Entries taken from a collection
__________
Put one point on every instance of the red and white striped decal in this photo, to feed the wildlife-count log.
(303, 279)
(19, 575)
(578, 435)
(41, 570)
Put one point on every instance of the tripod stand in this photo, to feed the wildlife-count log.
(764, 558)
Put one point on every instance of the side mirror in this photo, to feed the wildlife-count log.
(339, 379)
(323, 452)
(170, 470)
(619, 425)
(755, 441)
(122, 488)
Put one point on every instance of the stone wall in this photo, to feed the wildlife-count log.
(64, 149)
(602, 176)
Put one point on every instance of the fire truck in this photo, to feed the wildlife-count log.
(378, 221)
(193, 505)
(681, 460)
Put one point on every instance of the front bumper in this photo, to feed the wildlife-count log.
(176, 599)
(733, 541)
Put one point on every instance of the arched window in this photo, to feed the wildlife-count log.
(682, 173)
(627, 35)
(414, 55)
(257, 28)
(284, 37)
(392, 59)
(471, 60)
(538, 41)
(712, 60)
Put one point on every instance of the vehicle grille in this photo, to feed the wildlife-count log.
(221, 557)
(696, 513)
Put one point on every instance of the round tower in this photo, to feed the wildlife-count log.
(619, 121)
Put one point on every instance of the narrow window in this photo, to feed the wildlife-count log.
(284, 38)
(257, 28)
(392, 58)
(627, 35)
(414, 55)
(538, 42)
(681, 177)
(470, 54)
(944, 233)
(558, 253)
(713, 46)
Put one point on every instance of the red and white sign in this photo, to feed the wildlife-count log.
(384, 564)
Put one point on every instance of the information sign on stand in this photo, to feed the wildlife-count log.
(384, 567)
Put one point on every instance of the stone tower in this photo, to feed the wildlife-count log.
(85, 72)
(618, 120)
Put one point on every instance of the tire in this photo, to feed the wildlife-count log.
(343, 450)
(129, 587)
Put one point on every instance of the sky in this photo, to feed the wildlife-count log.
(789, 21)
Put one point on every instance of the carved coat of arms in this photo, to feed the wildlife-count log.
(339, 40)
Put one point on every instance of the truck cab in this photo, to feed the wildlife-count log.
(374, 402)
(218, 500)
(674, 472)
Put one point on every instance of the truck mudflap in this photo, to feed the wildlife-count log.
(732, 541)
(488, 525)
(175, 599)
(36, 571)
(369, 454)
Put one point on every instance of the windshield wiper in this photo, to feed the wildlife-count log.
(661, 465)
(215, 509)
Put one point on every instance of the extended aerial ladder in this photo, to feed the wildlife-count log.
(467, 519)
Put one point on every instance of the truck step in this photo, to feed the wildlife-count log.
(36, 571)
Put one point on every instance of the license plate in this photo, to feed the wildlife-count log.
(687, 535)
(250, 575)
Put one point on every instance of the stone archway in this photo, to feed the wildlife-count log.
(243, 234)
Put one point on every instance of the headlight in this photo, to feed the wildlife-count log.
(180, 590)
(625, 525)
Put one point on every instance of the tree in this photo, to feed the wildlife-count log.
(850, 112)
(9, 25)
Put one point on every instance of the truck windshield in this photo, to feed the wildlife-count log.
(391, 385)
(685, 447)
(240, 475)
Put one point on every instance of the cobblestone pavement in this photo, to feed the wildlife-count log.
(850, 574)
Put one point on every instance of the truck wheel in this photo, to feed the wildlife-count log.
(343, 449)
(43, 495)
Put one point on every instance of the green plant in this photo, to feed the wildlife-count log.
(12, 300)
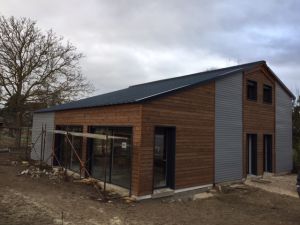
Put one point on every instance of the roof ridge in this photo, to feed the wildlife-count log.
(199, 73)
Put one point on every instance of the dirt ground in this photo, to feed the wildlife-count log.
(38, 201)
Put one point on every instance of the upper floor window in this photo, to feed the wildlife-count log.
(252, 90)
(267, 93)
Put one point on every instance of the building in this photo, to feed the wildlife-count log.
(182, 133)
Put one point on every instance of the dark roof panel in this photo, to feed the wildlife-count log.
(141, 92)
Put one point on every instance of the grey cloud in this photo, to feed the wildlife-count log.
(128, 42)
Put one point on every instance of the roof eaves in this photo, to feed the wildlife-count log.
(232, 72)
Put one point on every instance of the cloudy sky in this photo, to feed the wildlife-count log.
(130, 42)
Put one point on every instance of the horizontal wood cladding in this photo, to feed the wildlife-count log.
(120, 115)
(192, 113)
(258, 117)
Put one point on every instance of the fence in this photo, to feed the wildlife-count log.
(16, 140)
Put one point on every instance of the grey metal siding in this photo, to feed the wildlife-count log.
(284, 149)
(229, 129)
(39, 120)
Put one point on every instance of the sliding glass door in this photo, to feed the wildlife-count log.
__________
#### [How to complete this task]
Set down the records exactly, without the pictures.

#### [Completed task]
Put one point on every instance of the red and white striped decal in this photo, to feed the wildlife-count log.
(303, 279)
(19, 575)
(578, 435)
(41, 570)
Put one point on every instance of the tripod stand in this photo, to feed the wildlife-count log.
(764, 558)
Put one point on every instance of the side mirror in this photo, to feed the wildlife-count log.
(339, 379)
(323, 452)
(170, 470)
(619, 425)
(755, 441)
(122, 488)
Put one point on every instance of the stone wall in this photo, to feed the wildlife-count log.
(64, 149)
(602, 176)
Put one point on every instance of the fire truck in this photo, to feed the wildlife-count log.
(378, 221)
(193, 505)
(681, 460)
Put one point on every instance of the front bumper in this photo, to feed the wildlife-count log.
(176, 599)
(733, 541)
Put one point on every instance of the arched window in this photo, to feed the wildlife-count log.
(682, 173)
(627, 35)
(414, 55)
(257, 28)
(284, 37)
(392, 59)
(471, 60)
(538, 41)
(712, 60)
Put one point on every instance of the vehicle grille in this photo, to feed the wildlife-count log.
(221, 557)
(696, 513)
Put one point on every instance of the round tower in this photo, to feed the wildlife-count log.
(619, 121)
Put one point on every instance of the narrow window in this photo, to feed the wildlife-count log.
(284, 38)
(257, 28)
(392, 58)
(627, 35)
(414, 55)
(538, 42)
(681, 177)
(470, 54)
(944, 233)
(558, 253)
(713, 46)
Put one point on every instance of the red and white sign in this photo, to feed the wildlife-count log.
(384, 564)
Put one point on every instance of the information sign on stand in this photo, to feed the wildlife-count log.
(384, 567)
Put one point on every instance of the stone tower in this photo, to feed the wildlife-count log.
(85, 72)
(618, 120)
Put one point on every instance of the tire in this photo, to feed the wildlife-count log.
(343, 450)
(129, 587)
Put one point on every instance of the sky in this photo, to feed the wildlife-count log.
(789, 21)
Put one point on every instance of the carved coat of arms in this photo, to feed the wildlife-count log.
(339, 40)
Put one point on every instance of the truck cab in this photo, to feed the wildlife-count log.
(374, 402)
(218, 500)
(674, 472)
Put one point on every instance of the truck mudflap in this photo, to feed the wildlife-count log.
(732, 541)
(488, 525)
(175, 599)
(36, 571)
(369, 454)
Put one point on every instance of the windshield wiper in this photo, to feed the wildlife-count log.
(661, 465)
(215, 509)
Put one point on every instance of the extended aerial ladder in this photo, to feed the wildlife-count log.
(467, 519)
Put one point on every instance of the truck step in this photo, to feed the wildlife-count log.
(36, 571)
Put one point on every instance of the license plate in this photo, to feed the wildlife-count log.
(687, 535)
(250, 575)
Put one point on every instance of the stone archway in this photo, to feed the wildlife-count log.
(243, 234)
Put one point on every instance of the headlight in this photo, to feed the wildlife-count log.
(180, 590)
(625, 525)
Put one point on every instance of the tree in this photo, to feed the wildlife-count log.
(850, 112)
(9, 25)
Put one point on every instance of the truck windshield in this photo, to feed the wildlife-count log.
(391, 385)
(685, 447)
(240, 475)
Put one point on every instance of the cobblestone pavement in this photo, to feed the wildlife-count log.
(850, 574)
Put one point on every instance of the truck wheel in this photo, to feed the wildlife-count log.
(343, 449)
(43, 495)
Put one point on every instance of the green plant in this photo, to feed the wildlife-count log.
(12, 300)
Put one point on every instance of the roof ridge in this photo, to feed the wildlife-count log.
(199, 73)
Put one point on every instance of the dirt ground in this photo, to feed the wildlife-count log.
(38, 201)
Put one point on every instance of the upper floor window in this photo, to feed the wildlife-count log.
(252, 90)
(267, 93)
Put one point on every instance of the building in this photo, to feed the wildlife-count log.
(182, 133)
Put one point on every instance of the dark roof panel in this photo, to feed the wildlife-count log.
(141, 92)
Put one point on every instance of the grey cloud in this photo, to feed the wildlife-count log.
(128, 42)
Put one point on every instance of the roof eaves in this photo, to feed the wildlife-count log.
(232, 72)
Put one point on every instance of the cloudy sky in this photo, to feed the wildlife-count log.
(130, 42)
Put one point on every instance of the horizontal wood cladding in this photo, to feed the wildlife-count log.
(120, 115)
(192, 113)
(258, 117)
Put one point on every instance of the fence in this photo, to feed the wildlife-count log.
(16, 140)
Put one point on every instance of the grey metal siding in this photo, to feed the wildlife-count log.
(284, 149)
(229, 129)
(39, 120)
Put one point on every instance of the sliding glass door in this photo, to feed the wildlife-count log.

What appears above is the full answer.